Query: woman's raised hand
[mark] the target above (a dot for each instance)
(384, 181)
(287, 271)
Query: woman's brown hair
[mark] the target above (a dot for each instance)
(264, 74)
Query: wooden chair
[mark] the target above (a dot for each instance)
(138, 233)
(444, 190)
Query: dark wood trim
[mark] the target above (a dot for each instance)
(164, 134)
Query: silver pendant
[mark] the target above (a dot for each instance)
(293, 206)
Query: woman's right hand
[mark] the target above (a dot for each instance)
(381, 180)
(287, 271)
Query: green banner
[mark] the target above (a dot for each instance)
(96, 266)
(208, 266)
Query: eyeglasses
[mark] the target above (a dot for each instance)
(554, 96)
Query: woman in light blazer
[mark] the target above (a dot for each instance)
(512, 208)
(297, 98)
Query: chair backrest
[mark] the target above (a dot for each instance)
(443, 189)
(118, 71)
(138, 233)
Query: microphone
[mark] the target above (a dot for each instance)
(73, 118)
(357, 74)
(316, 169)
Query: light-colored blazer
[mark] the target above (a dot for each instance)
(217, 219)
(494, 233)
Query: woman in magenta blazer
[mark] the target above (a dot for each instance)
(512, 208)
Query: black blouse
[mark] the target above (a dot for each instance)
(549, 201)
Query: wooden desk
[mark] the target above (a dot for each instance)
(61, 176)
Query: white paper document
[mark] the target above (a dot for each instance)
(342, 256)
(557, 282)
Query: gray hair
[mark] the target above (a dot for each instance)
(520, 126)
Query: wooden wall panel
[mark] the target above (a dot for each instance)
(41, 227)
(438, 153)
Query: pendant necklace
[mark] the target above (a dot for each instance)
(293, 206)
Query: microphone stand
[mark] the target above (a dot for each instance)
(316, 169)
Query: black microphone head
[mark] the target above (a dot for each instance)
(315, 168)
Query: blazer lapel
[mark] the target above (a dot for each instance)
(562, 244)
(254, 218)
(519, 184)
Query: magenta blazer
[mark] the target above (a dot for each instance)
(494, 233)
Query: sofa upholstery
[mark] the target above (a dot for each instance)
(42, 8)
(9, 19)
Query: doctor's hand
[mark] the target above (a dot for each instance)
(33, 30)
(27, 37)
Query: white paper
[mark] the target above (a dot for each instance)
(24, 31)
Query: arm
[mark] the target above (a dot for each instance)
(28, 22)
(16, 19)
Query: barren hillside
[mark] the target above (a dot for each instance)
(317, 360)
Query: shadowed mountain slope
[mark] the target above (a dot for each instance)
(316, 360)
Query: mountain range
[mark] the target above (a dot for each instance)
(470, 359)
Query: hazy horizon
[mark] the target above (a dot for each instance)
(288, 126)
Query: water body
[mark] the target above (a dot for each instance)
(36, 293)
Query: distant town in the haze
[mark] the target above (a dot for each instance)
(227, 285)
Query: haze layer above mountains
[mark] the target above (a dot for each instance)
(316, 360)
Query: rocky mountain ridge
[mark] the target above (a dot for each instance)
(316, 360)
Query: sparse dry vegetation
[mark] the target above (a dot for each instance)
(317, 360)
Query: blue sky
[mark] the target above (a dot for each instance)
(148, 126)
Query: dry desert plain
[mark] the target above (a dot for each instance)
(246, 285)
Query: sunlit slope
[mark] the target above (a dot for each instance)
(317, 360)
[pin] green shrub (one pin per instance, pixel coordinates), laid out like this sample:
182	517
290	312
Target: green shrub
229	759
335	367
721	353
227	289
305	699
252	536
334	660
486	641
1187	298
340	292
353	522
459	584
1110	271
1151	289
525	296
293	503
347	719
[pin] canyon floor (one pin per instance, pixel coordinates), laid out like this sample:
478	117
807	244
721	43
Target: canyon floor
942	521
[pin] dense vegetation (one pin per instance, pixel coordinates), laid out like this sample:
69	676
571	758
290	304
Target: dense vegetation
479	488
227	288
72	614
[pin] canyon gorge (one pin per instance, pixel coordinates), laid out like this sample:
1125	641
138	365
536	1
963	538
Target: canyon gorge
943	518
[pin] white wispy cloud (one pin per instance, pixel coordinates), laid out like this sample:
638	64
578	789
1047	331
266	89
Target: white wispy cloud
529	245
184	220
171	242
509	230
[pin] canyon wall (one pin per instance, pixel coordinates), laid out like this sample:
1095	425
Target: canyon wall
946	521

TASK DIRECTIONS> Your task is to reproduce, exactly and exclusively, the lines from the one holding "Query: blue sky" through the final line of the listing.

EXPECTED OUTPUT>
Query: blue sky
[mark] the target above (a dot for each instance)
(148, 126)
Query: dry desert plain
[mark] the target above (a dot for each instance)
(246, 285)
Query: sunlit slope
[mark] the target above (a dot for each instance)
(317, 360)
[pin] green shrub (one pin per instance, pixel coordinates), laid out like this sample:
182	517
290	312
Target: green shrub
229	759
335	367
721	353
227	289
305	699
252	536
334	660
486	641
1187	298
340	292
353	522
459	584
1110	271
1151	289
525	296
293	503
347	719
[pin] canyon floor (one pin per instance, pixel coordinates), laid out like this sample:
478	117
807	244
721	43
Target: canyon floor
942	521
[pin] dense vegetation (one pin per instance, pixel coordinates), laid out like this sample:
69	676
571	758
290	304
Target: dense vegetation
479	488
227	288
72	614
[pin] canyon gorge (one pin per instance, pixel coordinates), laid out like this sample:
1125	641
138	365
536	1
963	538
Target: canyon gorge
943	518
[pin] white wispy cloud (one pin per instance, pixel coordinates), laid out like this sample:
638	64
578	789
1047	331
266	89
Target: white wispy cloud
529	245
184	220
171	242
509	230
[pin] canyon wall (one pin per instance, pixel coordinates), laid out like this sample:
1095	425
Target: canyon wall
946	521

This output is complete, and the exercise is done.